> Activities:
[a] Write out the stretch of the Dirty Wars book description from "For decades, Cheney" through "on US citizens.".
[b] According to the Dirty Wars book description, in how many countries are the thousands of secret commandos working?

Dirty Wars

Dirty Wars Book Cover Dirty Wars
Jeremy Scahill
Political Science
Nation Books
April 23, 2013
512

Illuminating. Terrifying. Jeremy Scahill, who wrote a book about the private military company - Blackwater, takes us inside America’s new covert wars. The foot soldiers in these battles operate globally and inside the United States with orders from the White House to do whatever is necessary to hunt down, capture or kill individuals designated by the president as enemies. Drawn from the ranks of the Navy SEALs, Delta Force, former Blackwater and other private security contractors, the CIA’s Special Activities Division and the Joint Special Operations Command ( JSOC), these elite soldiers operate worldwide, with thousands of secret commandos working in more than one hundred countries. Funded through “black budgets,” Special Operations Forces conduct missions in denied areas, engage in targeted killings, snatch and grab individuals and direct drone, AC-130 and cruise missile strikes. While the Bush administration deployed these ghost militias, President Barack Obama has expanded their operations and given them new scope and legitimacy. Dirty Wars follows the consequences of the declaration that “the world is a battlefield,” as Scahill uncovers the most important foreign policy story of our time. From Afghanistan to Yemen, Somalia and beyond, Scahill reports from the frontlines in this high-stakes investigation and explores the depths of America’s global killing machine. He goes beneath the surface of these covert wars, conducted in the shadows, outside the range of the press, without effective congressional oversight or public debate. And, based on unprecedented access, Scahill tells the chilling story of an American citizen marked for assassination by his own government. As US leaders draw the country deeper into conflicts across the globe, setting the world stage for enormous destabilization and blowback, Americans are not only at greater risk—we are changing as a nation. Scahill unmasks the shadow warriors who prosecute these secret wars and puts a human face on the casualties of unaccountable violence that is now official policy: victims of night raids, secret prisons, cruise missile attacks and drone strikes, and whole classes of people branded as “suspected militants.” Through his brave reporting, Scahill exposes the true nature of the dirty wars the United States government struggles to keep hidden.

The neocons also envisioned further asserting US dominance over natural resources globally and directly confronting nation-states that stood in the way.

For decades, Cheney and Rumsfeld had been key leaders of a militant movement outside of government and, during Republican administrations, from within the White House itself. Its mission was to give the executive branch of the US government unprecedented powers to wage secret wars, conduct covert operations with no oversight and to spy on US citizens.

> Information supplied:
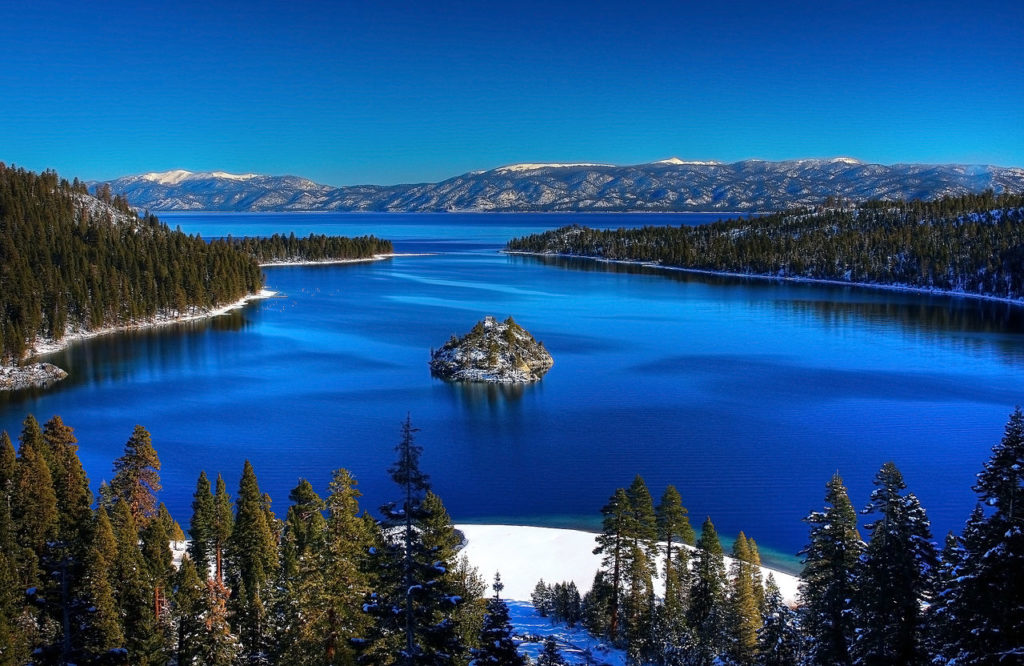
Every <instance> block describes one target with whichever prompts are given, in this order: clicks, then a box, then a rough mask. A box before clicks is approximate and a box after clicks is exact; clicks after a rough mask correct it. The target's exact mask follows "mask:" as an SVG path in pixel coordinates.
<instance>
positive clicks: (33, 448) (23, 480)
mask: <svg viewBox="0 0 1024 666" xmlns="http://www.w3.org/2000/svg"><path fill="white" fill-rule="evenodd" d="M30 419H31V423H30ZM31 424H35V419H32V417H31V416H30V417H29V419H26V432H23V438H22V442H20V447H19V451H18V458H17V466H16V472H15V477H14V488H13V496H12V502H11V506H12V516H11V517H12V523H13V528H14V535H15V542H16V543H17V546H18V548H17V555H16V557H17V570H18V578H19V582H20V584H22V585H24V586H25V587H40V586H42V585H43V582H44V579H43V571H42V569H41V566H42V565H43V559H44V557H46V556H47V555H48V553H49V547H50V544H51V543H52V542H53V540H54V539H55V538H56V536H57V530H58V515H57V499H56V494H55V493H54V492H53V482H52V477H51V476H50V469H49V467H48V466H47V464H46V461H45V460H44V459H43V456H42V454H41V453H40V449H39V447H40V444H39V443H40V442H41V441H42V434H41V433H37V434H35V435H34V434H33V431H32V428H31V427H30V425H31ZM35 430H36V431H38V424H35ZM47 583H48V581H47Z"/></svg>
* * *
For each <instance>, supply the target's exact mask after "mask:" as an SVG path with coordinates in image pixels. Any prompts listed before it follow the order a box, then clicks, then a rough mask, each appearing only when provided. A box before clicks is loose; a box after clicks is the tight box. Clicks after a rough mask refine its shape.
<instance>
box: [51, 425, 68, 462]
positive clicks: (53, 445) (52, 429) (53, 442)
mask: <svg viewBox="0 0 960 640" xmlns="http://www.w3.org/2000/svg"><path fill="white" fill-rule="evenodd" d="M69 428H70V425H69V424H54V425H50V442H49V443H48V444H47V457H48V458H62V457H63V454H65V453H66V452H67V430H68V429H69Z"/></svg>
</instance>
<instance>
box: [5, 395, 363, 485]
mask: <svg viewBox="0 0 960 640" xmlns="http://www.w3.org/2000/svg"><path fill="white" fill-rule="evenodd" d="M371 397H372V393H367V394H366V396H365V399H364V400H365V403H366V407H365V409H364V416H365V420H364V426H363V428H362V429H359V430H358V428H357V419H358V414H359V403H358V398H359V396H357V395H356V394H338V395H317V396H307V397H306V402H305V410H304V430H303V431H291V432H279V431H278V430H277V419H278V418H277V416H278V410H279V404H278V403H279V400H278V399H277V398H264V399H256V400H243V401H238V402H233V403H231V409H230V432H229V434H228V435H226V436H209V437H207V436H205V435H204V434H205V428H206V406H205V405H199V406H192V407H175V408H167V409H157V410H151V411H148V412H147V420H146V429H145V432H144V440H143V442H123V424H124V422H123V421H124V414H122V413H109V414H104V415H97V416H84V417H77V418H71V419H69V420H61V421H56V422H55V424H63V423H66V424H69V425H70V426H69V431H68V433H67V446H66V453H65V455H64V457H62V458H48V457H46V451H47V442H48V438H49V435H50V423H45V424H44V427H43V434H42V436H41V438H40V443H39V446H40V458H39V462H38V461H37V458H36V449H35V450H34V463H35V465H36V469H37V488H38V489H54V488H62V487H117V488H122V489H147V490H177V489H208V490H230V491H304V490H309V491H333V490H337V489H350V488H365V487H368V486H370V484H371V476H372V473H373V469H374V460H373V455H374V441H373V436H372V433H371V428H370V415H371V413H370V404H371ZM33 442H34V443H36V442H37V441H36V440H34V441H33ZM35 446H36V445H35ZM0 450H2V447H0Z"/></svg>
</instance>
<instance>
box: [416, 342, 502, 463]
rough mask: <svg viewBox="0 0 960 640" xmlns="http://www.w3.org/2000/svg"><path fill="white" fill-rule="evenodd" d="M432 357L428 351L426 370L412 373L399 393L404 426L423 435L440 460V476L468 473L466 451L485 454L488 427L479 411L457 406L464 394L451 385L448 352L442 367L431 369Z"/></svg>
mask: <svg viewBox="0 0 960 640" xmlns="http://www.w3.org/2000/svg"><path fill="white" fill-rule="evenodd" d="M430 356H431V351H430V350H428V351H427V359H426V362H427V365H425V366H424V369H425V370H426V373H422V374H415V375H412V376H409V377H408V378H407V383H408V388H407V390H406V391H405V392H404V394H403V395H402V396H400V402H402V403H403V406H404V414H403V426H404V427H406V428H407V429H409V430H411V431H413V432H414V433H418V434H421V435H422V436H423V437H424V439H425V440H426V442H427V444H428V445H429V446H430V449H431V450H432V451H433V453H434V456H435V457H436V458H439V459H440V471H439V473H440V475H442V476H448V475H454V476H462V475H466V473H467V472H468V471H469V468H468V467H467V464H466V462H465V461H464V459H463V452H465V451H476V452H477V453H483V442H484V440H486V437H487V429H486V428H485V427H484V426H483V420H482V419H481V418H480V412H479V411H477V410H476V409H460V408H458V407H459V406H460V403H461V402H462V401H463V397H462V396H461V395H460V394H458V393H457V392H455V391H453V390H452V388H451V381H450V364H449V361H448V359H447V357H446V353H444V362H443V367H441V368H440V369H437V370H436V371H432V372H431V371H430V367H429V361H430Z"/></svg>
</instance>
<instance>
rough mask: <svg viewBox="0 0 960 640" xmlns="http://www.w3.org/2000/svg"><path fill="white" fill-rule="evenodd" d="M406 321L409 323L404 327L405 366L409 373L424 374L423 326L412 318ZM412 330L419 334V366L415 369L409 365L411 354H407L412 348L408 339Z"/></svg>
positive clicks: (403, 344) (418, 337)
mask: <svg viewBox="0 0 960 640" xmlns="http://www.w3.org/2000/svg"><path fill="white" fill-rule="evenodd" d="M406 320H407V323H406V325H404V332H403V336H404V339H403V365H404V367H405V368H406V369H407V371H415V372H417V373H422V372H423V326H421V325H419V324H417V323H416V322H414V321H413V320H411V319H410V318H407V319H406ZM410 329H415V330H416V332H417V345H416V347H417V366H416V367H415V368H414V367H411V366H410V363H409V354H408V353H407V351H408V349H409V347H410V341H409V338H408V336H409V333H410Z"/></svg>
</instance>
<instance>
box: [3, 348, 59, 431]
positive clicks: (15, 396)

> Solutions per task:
[a]
For decades, Cheney and Rumsfeld had been key leaders of a militant movement outside of government and, during Republican administrations, from within the White House itself. Its mission was to give the executive branch of the US government unprecedented powers to wage secret wars, conduct covert operations with no oversight and to spy on US citizens.

[b] More than one hundred countries.